§ Requirements:
(a) According to the book review, how many chapters does the reviewed book contain?
(b) Please transcribe the book review starting with "Carneiro’s description of" and going on through "recent primitive cultures.".

§ Excerpted passage:
>> start

Books are ideal Christmas presents. And as I am spending some time dealing with family business I thought reposting some of my past book reviews over the next few days could be useful am repeating some of my past book reviews.
This book is sweeping in its coverage, but easily read.
Book Review: The Evolution of the Human Mind: From Supernaturalism to Naturalism – An Anthropological Perspective by Robert L Carneiro
Price: US$95.00, (paperback US$39.95); NZ$172.00
Hardcover: 506 pages
Publisher: Eliot Werner Publications (July 23, 2010)
With a subtitle “From Supernaturalism to Naturalism” this book obviously covers a breathtaking view of the human mind’s evolution. It’s well over 400 pages long and has 35 pages of references. It could be intimidating but it is not. Far from it.
This is not a dry academic tome. The writing style is economical but clear. Also, each of the 26 chapters is broken into brief sections rarely more than a few page long. The reader has no time to get bored or distracted from the content.
Carneiro’s description of the early stages of human thought must be, to some extent, speculative. However, as an anthropologist he can draw on the studies of existing and recent primitive cultures.
The spirit world
Carneiro suggests that supernaturalism was inevitable to early humans. “Very little goes unexplained by the pre-scientific but ever-curious mind. It is uncomfortable not to know something and the imagination is always ready to fill in the gaps in true knowledge with supernatural interpretations. Explanation always consists of casting the unfamiliar into terms of the familiar, and of course there is nothing more familiar to people than themselves.”
The existence of the mental world, and dreams, lead to the human soul. This lead on to the idea of spirits, firstly inhabiting animate bodies and eventually incorporated into the inanimate. The idea of “bush spirits.”
“The spirit world – devised to satisfy man’s craving to know –became, over countless millennia, a progressively more embroidered tapestry. With the human soul as the germ and the prototype, all manner of spiritual beings were conjured up, mythical creatures who engaged in a variety of activities – more often than not, evil ones. From the strictly scientific point of view, these spirit beings were, of course, illusory. But the native’s own belief in their existence was implicit and unquestioning. And in a certain sense they were correct. As the anthropologist Leslie White used to say in class at the University of Michigan, ‘The spirits are real, all right. The question is, is the locus of their reality in the mind or the external world?’”
Primitive peoples believed in various spirits and while these were important they were not yet gods. “It is safe to say that in the history of religion, gods started out as spiritual beings of a lesser order. And gradually – and only in some places – did they evolve into fully-fledged deities.”

>> end

§ Information supplied:

>> start

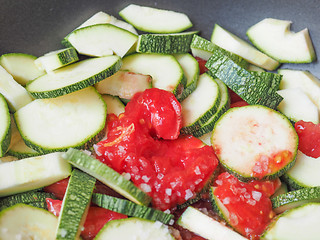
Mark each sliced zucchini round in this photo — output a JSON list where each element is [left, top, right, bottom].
[[14, 87, 107, 153], [95, 217, 174, 240], [211, 105, 298, 180], [0, 204, 58, 240], [119, 4, 192, 33], [26, 56, 121, 98]]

>> end

§ Final results:
(a) 26

(b)
Carneiro’s description of the early stages of human thought must be, to some extent, speculative. However, as an anthropologist he can draw on the studies of existing and recent primitive cultures.